### Source data
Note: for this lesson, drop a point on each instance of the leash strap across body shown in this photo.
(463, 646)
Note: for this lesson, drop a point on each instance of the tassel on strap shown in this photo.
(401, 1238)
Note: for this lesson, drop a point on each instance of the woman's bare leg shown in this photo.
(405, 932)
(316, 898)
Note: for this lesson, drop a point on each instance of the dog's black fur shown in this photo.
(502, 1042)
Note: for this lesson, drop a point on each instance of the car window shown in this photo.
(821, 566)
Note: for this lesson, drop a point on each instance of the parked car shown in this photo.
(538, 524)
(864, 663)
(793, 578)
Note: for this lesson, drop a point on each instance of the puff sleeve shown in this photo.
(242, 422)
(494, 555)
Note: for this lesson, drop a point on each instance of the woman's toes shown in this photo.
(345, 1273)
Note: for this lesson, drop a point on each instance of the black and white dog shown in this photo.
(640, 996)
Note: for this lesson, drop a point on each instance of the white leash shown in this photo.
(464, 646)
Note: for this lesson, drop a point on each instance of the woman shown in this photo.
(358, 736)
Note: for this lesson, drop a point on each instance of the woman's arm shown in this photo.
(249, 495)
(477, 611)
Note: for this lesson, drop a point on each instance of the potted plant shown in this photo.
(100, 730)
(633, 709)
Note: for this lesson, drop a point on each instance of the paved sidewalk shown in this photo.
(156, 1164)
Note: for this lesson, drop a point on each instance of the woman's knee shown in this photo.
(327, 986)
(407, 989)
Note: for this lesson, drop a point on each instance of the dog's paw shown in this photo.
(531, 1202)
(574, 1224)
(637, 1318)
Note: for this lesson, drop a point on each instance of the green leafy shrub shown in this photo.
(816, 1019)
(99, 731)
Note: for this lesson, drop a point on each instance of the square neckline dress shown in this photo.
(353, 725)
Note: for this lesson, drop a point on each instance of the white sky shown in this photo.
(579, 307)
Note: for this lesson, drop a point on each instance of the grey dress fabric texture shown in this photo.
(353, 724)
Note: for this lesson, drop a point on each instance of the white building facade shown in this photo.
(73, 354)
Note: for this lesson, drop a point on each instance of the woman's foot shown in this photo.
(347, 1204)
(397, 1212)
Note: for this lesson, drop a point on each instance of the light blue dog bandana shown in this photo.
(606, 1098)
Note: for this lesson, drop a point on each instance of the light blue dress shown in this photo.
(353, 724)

### Set problem
Update all of the records above by replacing "drop a point" with "place a marker" everywhere it appears, leaving every other part unchanged.

### Response below
Note: for this lesson, place a marker on each instance of the leash strap across body shown in this photo.
(463, 646)
Note: for this lesson, place a marker on each instance of the tassel on strap shown in this photo.
(401, 1238)
Note: for this lesson, place a marker on each instance of the woman's bare leg shown in this photo.
(405, 932)
(316, 898)
Note: for this lesson, place a marker on each instance of the dog's black fur shown in this photo.
(502, 1042)
Note: for this lesson, place a marker on each instance of the car window shown in this photo.
(821, 566)
Note: for this lesson, place a marker on each instance of the parked car shown in this photo.
(538, 524)
(864, 663)
(793, 578)
Note: for this lesson, place a marker on each instance of the puff sleeve shown in this photo.
(242, 422)
(494, 555)
Note: for this lesson, place a marker on each instance of the woman's toes shown in this photo.
(345, 1273)
Note: for this lesson, place a marker on each instance of the black and white dog shown in this photo.
(640, 996)
Note: for this lesson, place a marker on each instance of the white leash shown in this photo.
(464, 646)
Note: for this lesson, place a marker on each instance of the woman shown in this photo.
(358, 736)
Note: for this lesson, place a marker on each instance of the woman's arm shown in this photo.
(249, 495)
(477, 611)
Note: for this lesson, place a marker on each instance of the potted plant shown in this photo.
(100, 730)
(633, 709)
Note: for this lesson, place a marker on each instance of the paved sidewalk shown in this photo.
(156, 1164)
Note: for this lesson, place a marker on each instance of the woman's knee shown in this photo.
(327, 986)
(407, 989)
Note: for this lesson, place a marker on each instance of the dog's paw shown in this photo.
(531, 1202)
(574, 1224)
(637, 1318)
Note: for this lesson, place a marker on each instance of the green leafy shrub shown in this photo.
(816, 1019)
(99, 731)
Note: for this lesson, place a marker on each instance of the square neckline dress shown in this photo.
(353, 725)
Note: for this lesson, place a marker on each instance of the white sky shown in this photo.
(579, 307)
Note: for this lesson, place a marker on each instance of the grey dress fabric texture shown in this photo.
(353, 724)
Note: for this lesson, place a marker on each instance of the white building facade shown in this photo.
(73, 354)
Note: for this lesson, place a marker on each instance of the woman's foot shown in this photo.
(347, 1204)
(397, 1212)
Note: for this lesson, place a marker on each instance of the light blue dog bandana shown in this photo.
(606, 1098)
Note: for this lesson, place a marker on each instance of the light blue dress shown in this photo.
(353, 724)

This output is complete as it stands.